Recorded data:
-------------------------
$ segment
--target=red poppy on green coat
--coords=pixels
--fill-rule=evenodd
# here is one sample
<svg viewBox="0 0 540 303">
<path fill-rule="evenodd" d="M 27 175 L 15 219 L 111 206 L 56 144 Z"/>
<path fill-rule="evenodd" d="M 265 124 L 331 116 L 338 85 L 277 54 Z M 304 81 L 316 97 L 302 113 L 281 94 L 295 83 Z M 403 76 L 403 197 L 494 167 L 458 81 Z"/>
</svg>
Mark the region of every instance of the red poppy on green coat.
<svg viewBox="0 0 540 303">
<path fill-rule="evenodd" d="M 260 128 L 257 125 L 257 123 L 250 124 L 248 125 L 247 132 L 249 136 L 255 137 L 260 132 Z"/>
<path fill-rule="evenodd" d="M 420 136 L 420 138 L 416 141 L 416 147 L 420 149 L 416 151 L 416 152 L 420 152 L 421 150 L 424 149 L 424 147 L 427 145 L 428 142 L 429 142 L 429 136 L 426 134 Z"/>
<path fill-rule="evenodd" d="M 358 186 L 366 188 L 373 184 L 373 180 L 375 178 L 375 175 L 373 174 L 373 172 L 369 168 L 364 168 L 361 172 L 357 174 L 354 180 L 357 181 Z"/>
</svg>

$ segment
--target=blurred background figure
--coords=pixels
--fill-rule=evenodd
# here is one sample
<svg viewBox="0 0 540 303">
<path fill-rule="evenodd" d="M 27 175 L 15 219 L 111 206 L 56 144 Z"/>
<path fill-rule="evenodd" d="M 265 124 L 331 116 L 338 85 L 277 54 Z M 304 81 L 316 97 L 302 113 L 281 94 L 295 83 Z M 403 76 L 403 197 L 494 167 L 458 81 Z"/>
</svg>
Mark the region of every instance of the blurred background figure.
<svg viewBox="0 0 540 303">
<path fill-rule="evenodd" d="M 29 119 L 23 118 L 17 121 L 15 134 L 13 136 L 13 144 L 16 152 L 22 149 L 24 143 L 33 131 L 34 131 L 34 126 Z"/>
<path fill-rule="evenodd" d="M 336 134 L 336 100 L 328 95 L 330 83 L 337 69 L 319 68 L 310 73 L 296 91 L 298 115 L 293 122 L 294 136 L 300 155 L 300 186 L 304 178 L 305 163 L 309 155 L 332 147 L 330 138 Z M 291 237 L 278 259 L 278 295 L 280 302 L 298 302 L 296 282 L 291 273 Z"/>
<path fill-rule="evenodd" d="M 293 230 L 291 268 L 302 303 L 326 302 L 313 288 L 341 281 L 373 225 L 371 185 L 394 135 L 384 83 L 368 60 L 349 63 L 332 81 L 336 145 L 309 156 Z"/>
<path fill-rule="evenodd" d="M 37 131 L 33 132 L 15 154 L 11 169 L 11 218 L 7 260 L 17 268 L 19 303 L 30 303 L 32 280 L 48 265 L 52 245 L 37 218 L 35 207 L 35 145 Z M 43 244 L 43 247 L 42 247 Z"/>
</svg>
-------------------------
Brief
Report each line of the listing that contains the word "figure", copying every such line in full.

Result
--target=blurred background figure
Mark the region of every instance of the blurred background figure.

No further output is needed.